Rewrite the records below as a numbered list, covering only the stretch from the line containing "Box every man in background" up to and including the line containing "[376,315,402,335]". Omit any blank lines.
======== THE DATA
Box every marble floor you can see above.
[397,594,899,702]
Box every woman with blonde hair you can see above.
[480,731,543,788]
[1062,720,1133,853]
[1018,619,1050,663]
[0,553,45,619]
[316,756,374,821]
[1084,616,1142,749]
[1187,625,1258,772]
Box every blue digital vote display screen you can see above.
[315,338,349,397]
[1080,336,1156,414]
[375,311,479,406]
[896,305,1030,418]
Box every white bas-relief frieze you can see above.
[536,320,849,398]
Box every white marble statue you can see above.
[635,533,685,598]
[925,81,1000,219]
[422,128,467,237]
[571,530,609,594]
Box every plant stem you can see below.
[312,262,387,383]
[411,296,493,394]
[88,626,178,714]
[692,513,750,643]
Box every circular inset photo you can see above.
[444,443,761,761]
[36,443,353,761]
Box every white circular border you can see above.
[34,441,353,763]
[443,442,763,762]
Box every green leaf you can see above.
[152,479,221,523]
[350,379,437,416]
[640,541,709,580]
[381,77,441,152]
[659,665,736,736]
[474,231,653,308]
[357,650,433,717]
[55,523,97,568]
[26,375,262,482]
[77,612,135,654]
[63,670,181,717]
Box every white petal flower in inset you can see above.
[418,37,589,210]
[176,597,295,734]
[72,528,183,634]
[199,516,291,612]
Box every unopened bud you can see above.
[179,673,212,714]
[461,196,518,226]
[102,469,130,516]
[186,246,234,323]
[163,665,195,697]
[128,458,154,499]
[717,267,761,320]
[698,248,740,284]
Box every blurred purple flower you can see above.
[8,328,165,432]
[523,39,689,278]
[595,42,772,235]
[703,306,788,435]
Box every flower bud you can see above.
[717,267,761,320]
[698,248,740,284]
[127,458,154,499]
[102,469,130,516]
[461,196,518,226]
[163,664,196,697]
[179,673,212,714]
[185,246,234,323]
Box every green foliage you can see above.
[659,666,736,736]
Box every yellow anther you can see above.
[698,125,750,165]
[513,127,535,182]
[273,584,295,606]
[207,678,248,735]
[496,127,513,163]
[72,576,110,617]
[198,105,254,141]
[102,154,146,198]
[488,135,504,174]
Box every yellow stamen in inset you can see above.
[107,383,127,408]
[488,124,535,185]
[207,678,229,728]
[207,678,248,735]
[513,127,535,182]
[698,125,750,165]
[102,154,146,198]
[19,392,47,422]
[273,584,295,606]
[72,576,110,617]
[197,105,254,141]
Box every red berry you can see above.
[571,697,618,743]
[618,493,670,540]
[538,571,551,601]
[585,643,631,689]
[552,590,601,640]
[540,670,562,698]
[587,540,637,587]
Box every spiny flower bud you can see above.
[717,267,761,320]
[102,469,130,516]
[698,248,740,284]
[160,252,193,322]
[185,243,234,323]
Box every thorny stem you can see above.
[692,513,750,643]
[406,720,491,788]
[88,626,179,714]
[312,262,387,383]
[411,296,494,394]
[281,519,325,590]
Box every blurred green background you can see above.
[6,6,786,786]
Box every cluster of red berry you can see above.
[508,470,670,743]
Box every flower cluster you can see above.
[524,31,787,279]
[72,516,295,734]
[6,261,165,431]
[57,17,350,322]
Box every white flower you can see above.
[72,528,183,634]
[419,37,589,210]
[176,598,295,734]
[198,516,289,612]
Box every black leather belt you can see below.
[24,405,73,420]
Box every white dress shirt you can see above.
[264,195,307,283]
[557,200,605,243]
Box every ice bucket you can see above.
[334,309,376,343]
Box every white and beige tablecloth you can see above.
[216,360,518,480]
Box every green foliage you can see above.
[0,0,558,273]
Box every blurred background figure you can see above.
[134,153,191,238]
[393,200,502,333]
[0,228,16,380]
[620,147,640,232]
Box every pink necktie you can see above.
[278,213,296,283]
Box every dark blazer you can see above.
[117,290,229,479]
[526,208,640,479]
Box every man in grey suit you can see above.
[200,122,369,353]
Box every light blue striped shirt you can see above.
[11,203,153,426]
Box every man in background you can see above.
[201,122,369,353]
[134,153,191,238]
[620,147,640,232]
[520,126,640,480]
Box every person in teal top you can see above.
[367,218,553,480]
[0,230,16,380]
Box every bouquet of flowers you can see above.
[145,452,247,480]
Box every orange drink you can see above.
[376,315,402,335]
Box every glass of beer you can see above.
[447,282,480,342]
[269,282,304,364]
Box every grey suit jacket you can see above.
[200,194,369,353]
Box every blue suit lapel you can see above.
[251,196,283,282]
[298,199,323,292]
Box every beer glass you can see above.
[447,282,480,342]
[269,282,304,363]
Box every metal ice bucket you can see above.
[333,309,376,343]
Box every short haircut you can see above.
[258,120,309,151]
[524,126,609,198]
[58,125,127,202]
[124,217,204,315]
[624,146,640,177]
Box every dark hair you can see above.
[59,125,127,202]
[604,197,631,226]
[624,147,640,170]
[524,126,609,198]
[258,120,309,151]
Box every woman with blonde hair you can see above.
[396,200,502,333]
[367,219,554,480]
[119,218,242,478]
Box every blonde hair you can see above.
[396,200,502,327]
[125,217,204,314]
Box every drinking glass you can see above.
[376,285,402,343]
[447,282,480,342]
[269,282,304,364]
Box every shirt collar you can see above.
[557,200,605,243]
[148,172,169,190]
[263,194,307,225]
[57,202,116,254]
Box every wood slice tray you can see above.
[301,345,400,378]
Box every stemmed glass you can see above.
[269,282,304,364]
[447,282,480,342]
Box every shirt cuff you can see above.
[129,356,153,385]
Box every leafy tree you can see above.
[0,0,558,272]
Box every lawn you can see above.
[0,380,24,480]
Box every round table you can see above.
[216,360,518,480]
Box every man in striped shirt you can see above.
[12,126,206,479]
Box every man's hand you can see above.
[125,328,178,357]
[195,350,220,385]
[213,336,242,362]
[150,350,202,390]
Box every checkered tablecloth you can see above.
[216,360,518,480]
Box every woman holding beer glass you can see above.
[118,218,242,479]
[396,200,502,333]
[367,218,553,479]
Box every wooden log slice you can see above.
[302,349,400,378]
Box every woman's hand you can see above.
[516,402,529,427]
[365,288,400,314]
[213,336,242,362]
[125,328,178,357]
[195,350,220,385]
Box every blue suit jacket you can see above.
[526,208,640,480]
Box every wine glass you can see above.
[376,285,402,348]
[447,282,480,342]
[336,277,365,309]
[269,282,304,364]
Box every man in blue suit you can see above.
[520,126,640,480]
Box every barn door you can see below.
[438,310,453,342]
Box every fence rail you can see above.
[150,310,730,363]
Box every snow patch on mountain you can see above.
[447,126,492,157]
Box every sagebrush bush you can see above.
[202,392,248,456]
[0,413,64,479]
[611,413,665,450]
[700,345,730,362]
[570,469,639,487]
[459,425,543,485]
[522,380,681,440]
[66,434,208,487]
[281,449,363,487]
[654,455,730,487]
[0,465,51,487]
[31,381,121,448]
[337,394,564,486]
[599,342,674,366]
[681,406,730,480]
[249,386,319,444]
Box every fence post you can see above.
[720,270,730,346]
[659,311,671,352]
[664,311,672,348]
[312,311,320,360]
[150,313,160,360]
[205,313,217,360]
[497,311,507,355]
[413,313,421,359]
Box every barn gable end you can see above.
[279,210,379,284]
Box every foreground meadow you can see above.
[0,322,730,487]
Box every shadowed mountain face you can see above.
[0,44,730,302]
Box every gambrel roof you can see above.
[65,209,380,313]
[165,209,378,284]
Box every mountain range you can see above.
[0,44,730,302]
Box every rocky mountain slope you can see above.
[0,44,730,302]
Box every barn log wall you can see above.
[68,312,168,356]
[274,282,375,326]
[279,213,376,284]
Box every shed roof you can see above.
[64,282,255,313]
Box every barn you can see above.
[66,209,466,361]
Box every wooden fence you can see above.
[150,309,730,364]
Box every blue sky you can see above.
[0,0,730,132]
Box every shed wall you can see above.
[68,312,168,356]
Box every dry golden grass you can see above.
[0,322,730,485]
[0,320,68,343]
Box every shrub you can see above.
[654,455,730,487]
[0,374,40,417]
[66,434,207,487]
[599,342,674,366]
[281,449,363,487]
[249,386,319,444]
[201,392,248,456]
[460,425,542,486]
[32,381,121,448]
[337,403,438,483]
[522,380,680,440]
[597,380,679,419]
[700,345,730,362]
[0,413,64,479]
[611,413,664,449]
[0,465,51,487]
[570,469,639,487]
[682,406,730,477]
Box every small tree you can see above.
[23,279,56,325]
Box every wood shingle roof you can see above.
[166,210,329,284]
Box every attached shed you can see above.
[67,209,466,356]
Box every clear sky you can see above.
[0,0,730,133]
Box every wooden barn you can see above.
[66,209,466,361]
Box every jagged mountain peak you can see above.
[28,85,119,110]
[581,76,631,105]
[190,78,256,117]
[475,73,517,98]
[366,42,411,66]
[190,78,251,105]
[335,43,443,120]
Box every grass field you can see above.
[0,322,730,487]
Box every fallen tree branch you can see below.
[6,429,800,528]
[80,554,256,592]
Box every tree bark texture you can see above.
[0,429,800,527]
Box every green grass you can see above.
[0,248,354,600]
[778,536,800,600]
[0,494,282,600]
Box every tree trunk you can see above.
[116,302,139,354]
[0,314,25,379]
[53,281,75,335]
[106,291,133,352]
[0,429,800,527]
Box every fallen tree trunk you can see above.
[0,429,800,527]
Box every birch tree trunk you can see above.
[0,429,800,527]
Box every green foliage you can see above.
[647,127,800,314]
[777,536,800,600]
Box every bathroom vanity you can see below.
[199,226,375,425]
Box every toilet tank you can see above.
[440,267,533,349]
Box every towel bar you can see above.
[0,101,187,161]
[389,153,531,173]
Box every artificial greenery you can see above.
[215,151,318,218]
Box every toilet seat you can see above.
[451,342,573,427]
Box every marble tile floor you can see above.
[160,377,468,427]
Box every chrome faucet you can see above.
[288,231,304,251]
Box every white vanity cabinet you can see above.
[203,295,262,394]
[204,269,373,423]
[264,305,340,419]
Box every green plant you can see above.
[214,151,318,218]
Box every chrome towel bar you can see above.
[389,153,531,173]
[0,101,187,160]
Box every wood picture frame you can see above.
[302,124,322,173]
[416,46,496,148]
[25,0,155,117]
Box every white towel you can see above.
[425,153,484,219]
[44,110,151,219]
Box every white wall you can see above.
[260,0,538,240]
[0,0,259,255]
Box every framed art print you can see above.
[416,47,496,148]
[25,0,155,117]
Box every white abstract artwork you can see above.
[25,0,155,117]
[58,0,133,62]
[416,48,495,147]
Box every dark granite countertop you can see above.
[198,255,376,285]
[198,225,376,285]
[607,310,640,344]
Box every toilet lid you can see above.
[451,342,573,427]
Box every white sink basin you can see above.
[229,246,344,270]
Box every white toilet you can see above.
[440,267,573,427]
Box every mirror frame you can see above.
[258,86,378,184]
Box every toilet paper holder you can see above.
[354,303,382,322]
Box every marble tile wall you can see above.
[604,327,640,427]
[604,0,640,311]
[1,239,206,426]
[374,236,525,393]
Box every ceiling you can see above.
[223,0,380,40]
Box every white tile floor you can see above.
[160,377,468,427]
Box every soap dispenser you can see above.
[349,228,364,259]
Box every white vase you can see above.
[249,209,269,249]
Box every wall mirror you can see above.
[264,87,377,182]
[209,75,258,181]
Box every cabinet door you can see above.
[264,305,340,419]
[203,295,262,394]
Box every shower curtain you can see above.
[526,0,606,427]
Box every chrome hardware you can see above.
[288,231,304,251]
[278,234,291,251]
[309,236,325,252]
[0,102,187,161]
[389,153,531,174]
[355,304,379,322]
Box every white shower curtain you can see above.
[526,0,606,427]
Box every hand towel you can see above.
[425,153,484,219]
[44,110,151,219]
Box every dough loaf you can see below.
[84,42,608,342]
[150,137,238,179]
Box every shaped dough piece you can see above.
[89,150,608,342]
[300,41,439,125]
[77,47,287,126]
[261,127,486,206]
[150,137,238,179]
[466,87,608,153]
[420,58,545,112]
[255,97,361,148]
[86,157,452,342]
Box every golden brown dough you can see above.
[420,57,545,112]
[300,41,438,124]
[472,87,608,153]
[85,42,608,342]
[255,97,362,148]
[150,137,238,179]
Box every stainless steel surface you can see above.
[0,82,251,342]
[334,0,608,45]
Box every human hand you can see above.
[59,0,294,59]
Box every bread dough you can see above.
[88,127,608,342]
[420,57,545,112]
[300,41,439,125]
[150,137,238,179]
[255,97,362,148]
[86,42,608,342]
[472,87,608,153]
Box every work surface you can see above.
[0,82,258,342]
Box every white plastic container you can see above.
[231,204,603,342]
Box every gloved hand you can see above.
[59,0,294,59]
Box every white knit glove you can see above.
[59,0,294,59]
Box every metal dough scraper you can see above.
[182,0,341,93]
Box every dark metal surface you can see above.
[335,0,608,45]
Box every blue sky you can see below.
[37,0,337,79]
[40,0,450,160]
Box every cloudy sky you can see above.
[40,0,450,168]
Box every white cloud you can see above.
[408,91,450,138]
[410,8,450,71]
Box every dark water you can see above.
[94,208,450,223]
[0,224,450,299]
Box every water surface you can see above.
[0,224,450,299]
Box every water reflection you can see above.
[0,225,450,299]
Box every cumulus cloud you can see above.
================
FINAL RESULT:
1. Box every man in background you can see above.
2. [201,122,369,353]
3. [134,153,191,238]
4. [620,147,640,232]
5. [520,126,640,480]
6. Box every person in teal top you can see above.
7. [367,218,553,480]
8. [0,230,16,380]
9. Box every bouquet of flowers you can see above.
10. [145,452,247,480]
11. Box every orange drink you can see above.
12. [376,315,402,335]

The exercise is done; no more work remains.